[Goal] Pull out every line of the material that contains the word "separate" and copy each one in full. Case counts.
┌──
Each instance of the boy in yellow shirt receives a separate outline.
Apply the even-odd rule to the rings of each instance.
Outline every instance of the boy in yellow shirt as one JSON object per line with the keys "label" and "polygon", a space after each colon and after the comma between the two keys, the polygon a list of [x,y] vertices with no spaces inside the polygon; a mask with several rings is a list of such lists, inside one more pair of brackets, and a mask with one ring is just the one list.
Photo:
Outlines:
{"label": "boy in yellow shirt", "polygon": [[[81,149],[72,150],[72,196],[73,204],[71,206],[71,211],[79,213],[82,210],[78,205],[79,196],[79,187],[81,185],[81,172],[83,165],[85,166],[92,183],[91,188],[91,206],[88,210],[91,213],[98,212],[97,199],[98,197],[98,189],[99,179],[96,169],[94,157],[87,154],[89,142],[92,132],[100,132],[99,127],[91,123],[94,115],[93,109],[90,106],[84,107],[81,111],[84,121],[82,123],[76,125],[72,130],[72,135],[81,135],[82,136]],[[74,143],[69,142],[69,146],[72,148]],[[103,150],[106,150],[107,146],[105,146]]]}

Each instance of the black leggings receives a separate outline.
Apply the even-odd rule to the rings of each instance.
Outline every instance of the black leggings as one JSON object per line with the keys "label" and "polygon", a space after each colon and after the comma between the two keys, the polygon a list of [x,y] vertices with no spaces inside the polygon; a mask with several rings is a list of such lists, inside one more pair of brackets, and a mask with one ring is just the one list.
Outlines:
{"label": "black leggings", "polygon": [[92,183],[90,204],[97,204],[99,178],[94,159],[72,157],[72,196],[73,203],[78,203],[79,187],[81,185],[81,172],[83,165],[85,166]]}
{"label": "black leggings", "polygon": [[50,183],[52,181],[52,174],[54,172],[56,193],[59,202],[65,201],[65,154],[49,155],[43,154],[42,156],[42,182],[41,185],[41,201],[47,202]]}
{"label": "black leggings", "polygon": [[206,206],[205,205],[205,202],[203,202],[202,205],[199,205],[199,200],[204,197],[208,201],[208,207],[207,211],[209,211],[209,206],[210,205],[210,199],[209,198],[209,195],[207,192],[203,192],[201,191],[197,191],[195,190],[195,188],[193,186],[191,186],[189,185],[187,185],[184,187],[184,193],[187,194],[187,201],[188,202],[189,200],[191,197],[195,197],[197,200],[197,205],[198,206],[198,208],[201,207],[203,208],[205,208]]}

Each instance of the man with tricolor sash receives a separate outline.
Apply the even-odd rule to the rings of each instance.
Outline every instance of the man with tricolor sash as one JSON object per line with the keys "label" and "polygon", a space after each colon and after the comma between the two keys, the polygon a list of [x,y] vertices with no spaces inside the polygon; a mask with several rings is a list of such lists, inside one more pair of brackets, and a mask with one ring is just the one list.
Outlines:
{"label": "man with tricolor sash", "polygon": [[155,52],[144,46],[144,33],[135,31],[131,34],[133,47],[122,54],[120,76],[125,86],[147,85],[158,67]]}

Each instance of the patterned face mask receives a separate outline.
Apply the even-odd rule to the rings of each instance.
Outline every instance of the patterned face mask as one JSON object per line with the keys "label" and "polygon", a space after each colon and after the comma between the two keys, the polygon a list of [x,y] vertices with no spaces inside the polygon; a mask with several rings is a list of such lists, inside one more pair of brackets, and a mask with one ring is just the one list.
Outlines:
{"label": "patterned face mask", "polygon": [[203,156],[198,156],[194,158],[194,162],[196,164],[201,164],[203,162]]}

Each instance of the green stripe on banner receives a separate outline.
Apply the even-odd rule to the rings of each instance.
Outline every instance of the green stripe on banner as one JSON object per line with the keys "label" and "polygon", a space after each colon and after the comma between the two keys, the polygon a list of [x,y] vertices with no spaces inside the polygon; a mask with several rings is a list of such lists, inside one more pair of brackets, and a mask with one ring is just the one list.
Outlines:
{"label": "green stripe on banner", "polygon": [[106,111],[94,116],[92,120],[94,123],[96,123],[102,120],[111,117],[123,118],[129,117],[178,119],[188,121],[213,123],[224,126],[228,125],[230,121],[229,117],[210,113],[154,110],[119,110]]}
└──
[Completed exercise]
Each instance of the boy in yellow shirt receives a separate outline.
Each instance of the black leggings receives a separate outline.
Each instance of the man with tricolor sash receives a separate outline.
Each instance of the patterned face mask receives a separate outline.
Each instance of the green stripe on banner receives a separate outline.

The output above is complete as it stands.